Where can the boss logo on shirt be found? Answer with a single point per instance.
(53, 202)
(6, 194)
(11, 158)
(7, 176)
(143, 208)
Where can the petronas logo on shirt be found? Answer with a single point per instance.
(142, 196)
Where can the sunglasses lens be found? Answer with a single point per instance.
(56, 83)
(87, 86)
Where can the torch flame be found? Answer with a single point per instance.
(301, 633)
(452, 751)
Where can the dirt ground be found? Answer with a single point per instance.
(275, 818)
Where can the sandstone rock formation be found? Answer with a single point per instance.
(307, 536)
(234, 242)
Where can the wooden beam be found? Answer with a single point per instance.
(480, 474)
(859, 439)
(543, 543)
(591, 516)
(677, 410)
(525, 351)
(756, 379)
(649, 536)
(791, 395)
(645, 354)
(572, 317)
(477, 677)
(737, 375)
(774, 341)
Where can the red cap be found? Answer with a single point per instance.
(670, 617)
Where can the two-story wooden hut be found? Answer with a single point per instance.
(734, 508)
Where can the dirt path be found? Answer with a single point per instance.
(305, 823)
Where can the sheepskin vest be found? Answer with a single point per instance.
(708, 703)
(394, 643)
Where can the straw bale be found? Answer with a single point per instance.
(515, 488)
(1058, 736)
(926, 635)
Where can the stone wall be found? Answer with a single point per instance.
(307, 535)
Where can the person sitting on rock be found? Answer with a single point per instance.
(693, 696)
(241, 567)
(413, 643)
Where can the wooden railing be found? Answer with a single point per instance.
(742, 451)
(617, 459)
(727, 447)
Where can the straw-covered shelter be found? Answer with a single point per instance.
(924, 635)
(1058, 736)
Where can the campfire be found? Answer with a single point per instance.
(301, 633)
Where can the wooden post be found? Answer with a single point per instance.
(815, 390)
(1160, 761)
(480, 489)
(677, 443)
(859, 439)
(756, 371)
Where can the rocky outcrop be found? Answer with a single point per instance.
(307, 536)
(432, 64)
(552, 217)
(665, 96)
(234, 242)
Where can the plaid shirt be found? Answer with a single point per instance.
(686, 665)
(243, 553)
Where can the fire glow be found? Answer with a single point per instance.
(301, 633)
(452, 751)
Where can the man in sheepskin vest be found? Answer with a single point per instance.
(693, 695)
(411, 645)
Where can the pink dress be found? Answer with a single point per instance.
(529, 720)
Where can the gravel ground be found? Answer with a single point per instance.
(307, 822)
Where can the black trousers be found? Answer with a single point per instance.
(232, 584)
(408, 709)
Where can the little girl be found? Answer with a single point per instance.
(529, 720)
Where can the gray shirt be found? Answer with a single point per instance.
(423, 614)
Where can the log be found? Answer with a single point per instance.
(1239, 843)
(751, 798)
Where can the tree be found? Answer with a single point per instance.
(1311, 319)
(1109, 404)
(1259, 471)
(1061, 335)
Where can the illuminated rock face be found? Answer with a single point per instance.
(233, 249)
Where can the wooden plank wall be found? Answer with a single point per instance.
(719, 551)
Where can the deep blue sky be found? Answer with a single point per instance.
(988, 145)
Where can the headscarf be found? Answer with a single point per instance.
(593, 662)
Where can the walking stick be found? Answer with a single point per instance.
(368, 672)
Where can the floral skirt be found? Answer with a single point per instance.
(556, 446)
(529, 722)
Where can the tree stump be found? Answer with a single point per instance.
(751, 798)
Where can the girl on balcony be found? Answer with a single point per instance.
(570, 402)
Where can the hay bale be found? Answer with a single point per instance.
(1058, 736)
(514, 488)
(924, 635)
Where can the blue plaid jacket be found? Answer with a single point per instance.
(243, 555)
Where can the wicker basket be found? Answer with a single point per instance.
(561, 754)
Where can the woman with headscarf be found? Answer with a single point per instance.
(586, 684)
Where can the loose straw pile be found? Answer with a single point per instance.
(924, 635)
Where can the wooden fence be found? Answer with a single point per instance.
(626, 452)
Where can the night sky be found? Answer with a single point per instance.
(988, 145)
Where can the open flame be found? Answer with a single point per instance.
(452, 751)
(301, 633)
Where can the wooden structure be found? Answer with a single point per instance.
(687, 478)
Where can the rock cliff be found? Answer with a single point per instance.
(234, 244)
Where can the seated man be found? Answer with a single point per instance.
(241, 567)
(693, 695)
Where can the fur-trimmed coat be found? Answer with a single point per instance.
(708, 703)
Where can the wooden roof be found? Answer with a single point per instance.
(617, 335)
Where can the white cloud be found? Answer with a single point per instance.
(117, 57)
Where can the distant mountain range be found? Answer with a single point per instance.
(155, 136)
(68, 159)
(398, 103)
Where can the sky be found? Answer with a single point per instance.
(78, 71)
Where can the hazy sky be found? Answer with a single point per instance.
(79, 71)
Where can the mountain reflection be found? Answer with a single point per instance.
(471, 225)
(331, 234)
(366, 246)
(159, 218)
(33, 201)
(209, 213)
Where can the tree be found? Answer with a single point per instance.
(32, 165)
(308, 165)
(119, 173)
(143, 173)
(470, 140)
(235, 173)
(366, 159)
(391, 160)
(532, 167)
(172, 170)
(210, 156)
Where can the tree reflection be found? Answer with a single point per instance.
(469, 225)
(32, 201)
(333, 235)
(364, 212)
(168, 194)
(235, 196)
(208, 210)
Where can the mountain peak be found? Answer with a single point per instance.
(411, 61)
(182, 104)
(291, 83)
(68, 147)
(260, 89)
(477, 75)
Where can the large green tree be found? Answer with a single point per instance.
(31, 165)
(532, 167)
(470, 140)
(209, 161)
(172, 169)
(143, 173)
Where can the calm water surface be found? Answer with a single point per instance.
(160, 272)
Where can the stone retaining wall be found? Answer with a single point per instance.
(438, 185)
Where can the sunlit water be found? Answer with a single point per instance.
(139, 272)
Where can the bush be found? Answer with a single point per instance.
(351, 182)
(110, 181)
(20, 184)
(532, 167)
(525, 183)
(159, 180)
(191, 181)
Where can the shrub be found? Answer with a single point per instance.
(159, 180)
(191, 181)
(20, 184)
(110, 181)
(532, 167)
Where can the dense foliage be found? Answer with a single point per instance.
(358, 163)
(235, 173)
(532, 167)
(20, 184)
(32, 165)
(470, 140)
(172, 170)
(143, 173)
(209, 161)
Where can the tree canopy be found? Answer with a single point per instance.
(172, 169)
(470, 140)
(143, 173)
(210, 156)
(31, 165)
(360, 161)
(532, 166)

Aim:
Please turn all of the data above into a Markdown table with one line per row, a "Number" column for the row number, and a "Text" column for the line itself, skipping blank lines.

Complete output:
| Number | Text |
|---|---|
| 1 | Where can the boss logo on shirt be found? Answer with a single point per instance. |
| 2 | (53, 202) |
| 3 | (6, 194) |
| 4 | (11, 158) |
| 5 | (7, 176) |
| 6 | (143, 208) |
| 7 | Where can the petronas logo on shirt be found? Answer with a single point per instance. |
| 8 | (142, 196) |
| 9 | Where can the sunglasses lens be found? Answer with a single point per instance. |
| 10 | (56, 83) |
| 11 | (87, 86) |
| 12 | Where can the torch flame be found? Answer with a single point per instance. |
| 13 | (301, 633) |
| 14 | (452, 751) |
| 15 | Where can the dirt ground be found? Answer with a single point per instance. |
| 16 | (275, 818) |
| 17 | Where can the sandstone rock formation be found? Answer with a single point per instance. |
| 18 | (307, 536) |
| 19 | (234, 242) |
| 20 | Where can the wooden beam be found? Answer with a single point per instance. |
| 21 | (480, 474) |
| 22 | (859, 439) |
| 23 | (543, 543) |
| 24 | (591, 516) |
| 25 | (677, 410) |
| 26 | (525, 351) |
| 27 | (756, 379) |
| 28 | (649, 536) |
| 29 | (791, 395) |
| 30 | (645, 354) |
| 31 | (572, 317) |
| 32 | (477, 677) |
| 33 | (737, 375) |
| 34 | (774, 341) |
| 35 | Where can the red cap be found? Answer with a single point per instance. |
| 36 | (670, 617) |
| 37 | Where can the two-story wooden hut be found? Answer with a single point per instance. |
| 38 | (734, 508) |
| 39 | Where can the dirt path be found? Answer with a single point per instance. |
| 40 | (305, 823) |
| 41 | Where can the sheepskin vest be found? Answer with a single point per instance. |
| 42 | (708, 703) |
| 43 | (394, 643) |
| 44 | Where can the straw bale be found? Answer with a single point per instance. |
| 45 | (515, 488) |
| 46 | (1058, 736) |
| 47 | (926, 635) |
| 48 | Where can the stone wall be found? Answer with a single point per instance. |
| 49 | (307, 535) |
| 50 | Where can the person sitting on rock be found? Answer with a single point per instance. |
| 51 | (693, 696) |
| 52 | (241, 567) |
| 53 | (413, 643) |
| 54 | Where can the wooden railing be found? Answer with a single point per instance. |
| 55 | (742, 451) |
| 56 | (617, 459) |
| 57 | (727, 447) |
| 58 | Where can the straw-covered shelter be found? Answer with a single point per instance. |
| 59 | (924, 635) |
| 60 | (1058, 736) |
| 61 | Where can the campfire be found? Answer with a single point per instance. |
| 62 | (301, 633) |
| 63 | Where can the wooden post be found? Answer with a single point per instance. |
| 64 | (815, 390) |
| 65 | (1160, 761) |
| 66 | (480, 489) |
| 67 | (677, 443) |
| 68 | (859, 439) |
| 69 | (756, 371) |
| 70 | Where can the rocky outcrop be found? Answer with a single point per instance. |
| 71 | (307, 536) |
| 72 | (432, 64) |
| 73 | (552, 217) |
| 74 | (665, 96) |
| 75 | (234, 242) |
| 76 | Where can the plaid shirt be found? Answer with a single point per instance. |
| 77 | (686, 665) |
| 78 | (243, 553) |
| 79 | Where can the fire glow be found? Answer with a single point per instance. |
| 80 | (301, 633) |
| 81 | (452, 751) |
| 82 | Where can the man in sheepskin vest be found? Answer with a single point per instance. |
| 83 | (693, 695) |
| 84 | (411, 645) |
| 85 | Where can the pink dress be found? Answer with a single point per instance. |
| 86 | (529, 720) |
| 87 | Where can the gravel ground be found? Answer with a single point per instance. |
| 88 | (307, 822) |
| 89 | Where can the black trousers be found? Answer with a single point per instance. |
| 90 | (232, 584) |
| 91 | (408, 709) |
| 92 | Where can the little girl be found? Answer with a single point per instance. |
| 93 | (529, 720) |
| 94 | Where can the gray shirt be found? Answer with a single point per instance. |
| 95 | (423, 614) |
| 96 | Where can the log be found? Answer with a single point per instance. |
| 97 | (1239, 843) |
| 98 | (751, 798) |
| 99 | Where can the tree be found? Answer with a single point per instance. |
| 100 | (1311, 319) |
| 101 | (1109, 404) |
| 102 | (1259, 471) |
| 103 | (1061, 335) |
| 104 | Where can the illuminated rock face be found? Answer with a single point per instance. |
| 105 | (233, 249) |
| 106 | Where can the wooden plank wall be found? Answer with a single point per instance. |
| 107 | (719, 551) |
| 108 | Where can the deep blue sky be found? Answer with a single point per instance. |
| 109 | (988, 145) |
| 110 | Where can the headscarf be found? Answer with a single point per instance. |
| 111 | (593, 662) |
| 112 | Where can the walking stick be found? Answer with a single point per instance. |
| 113 | (368, 672) |
| 114 | Where can the floral skirt be found? Answer with a single point per instance. |
| 115 | (556, 446) |
| 116 | (529, 722) |
| 117 | Where can the tree stump be found? Answer with a single point per instance. |
| 118 | (751, 798) |
| 119 | Where can the girl on balcony be found? Answer with a single point per instance. |
| 120 | (570, 402) |
| 121 | Where can the hay bale be found? Answer with a single point per instance. |
| 122 | (1058, 736) |
| 123 | (514, 488) |
| 124 | (924, 635) |
| 125 | Where can the blue plaid jacket be found? Answer with a single point per instance. |
| 126 | (243, 555) |
| 127 | Where can the wicker basket be found? Answer with a single point per instance. |
| 128 | (561, 754) |
| 129 | Where can the woman with headscarf be found? Answer with a single point per instance. |
| 130 | (586, 684) |
| 131 | Where can the loose straw pile be found? Answer with a single point per instance. |
| 132 | (924, 635) |
| 133 | Where can the wooden fence be found? Answer with a single point per instance. |
| 134 | (626, 452) |
| 135 | Where can the night sky be found? Answer with a single point per instance. |
| 136 | (988, 145) |
| 137 | Where can the open flame be found? Answer with a single point per instance. |
| 138 | (452, 751) |
| 139 | (301, 633) |
| 140 | Where can the wooden structure be found? Answer with a single point per instance. |
| 141 | (687, 478) |
| 142 | Where can the rock cliff be found? Answer with a single point per instance. |
| 143 | (234, 244) |
| 144 | Where can the seated man be found? Answer with a single point per instance. |
| 145 | (241, 567) |
| 146 | (693, 695) |
| 147 | Where can the fur-trimmed coat be found? Answer with a single point per instance. |
| 148 | (708, 703) |
| 149 | Where can the wooden roof be found? Answer with a single point per instance. |
| 150 | (617, 335) |
| 151 | Where can the white cloud be found? Answer with a single point per instance. |
| 152 | (117, 57) |
| 153 | Where can the distant mountain range be found? Answer with a single point per instance. |
| 154 | (155, 136) |
| 155 | (68, 159) |
| 156 | (398, 103) |
| 157 | Where can the sky be found? Answer with a single point per instance. |
| 158 | (78, 71) |
| 159 | Where can the hazy sky be found? Answer with a single point per instance. |
| 160 | (79, 71) |
| 161 | Where can the mountain reflection be found? Answer with a single point per instance. |
| 162 | (471, 225) |
| 163 | (331, 234) |
| 164 | (366, 246) |
| 165 | (159, 218) |
| 166 | (33, 201) |
| 167 | (209, 213) |
| 168 | Where can the tree be found? Answer with a single point per instance. |
| 169 | (32, 165) |
| 170 | (308, 165) |
| 171 | (119, 173) |
| 172 | (143, 173) |
| 173 | (470, 140) |
| 174 | (235, 173) |
| 175 | (366, 159) |
| 176 | (391, 160) |
| 177 | (532, 167) |
| 178 | (172, 170) |
| 179 | (210, 156) |
| 180 | Where can the tree reflection be found? Answer with a single point per instance. |
| 181 | (469, 225) |
| 182 | (32, 201) |
| 183 | (333, 235) |
| 184 | (364, 212) |
| 185 | (168, 194) |
| 186 | (235, 196) |
| 187 | (208, 210) |
| 188 | Where can the mountain peak be found? Answer with a single point per instance. |
| 189 | (411, 61) |
| 190 | (182, 104) |
| 191 | (291, 83) |
| 192 | (68, 147) |
| 193 | (260, 89) |
| 194 | (477, 75) |
| 195 | Where can the large green tree be found? Answer with a single point per instance. |
| 196 | (31, 165) |
| 197 | (532, 167) |
| 198 | (470, 140) |
| 199 | (209, 161) |
| 200 | (172, 169) |
| 201 | (143, 173) |
| 202 | Where can the calm water surface be found? Answer with a single point per instance. |
| 203 | (160, 272) |
| 204 | Where can the stone retaining wall be found? Answer with a single point per instance. |
| 205 | (438, 185) |
| 206 | Where can the sunlit water be found? Answer with a single point per instance. |
| 207 | (139, 272) |
| 208 | Where can the bush be found? Answer with a single point per instance. |
| 209 | (351, 182) |
| 210 | (110, 181) |
| 211 | (20, 184) |
| 212 | (532, 167) |
| 213 | (525, 183) |
| 214 | (159, 180) |
| 215 | (191, 181) |
| 216 | Where can the shrub be found? Answer with a single point per instance. |
| 217 | (159, 180) |
| 218 | (191, 181) |
| 219 | (20, 184) |
| 220 | (110, 181) |
| 221 | (532, 167) |
| 222 | Where can the dense foliage be found? Answer with a single point per instance. |
| 223 | (358, 163) |
| 224 | (235, 173) |
| 225 | (532, 167) |
| 226 | (20, 184) |
| 227 | (32, 165) |
| 228 | (470, 140) |
| 229 | (172, 170) |
| 230 | (143, 173) |
| 231 | (209, 161) |
| 232 | Where can the tree canopy be found? Answer with a single point per instance. |
| 233 | (172, 169) |
| 234 | (470, 140) |
| 235 | (143, 173) |
| 236 | (210, 156) |
| 237 | (31, 165) |
| 238 | (360, 161) |
| 239 | (532, 166) |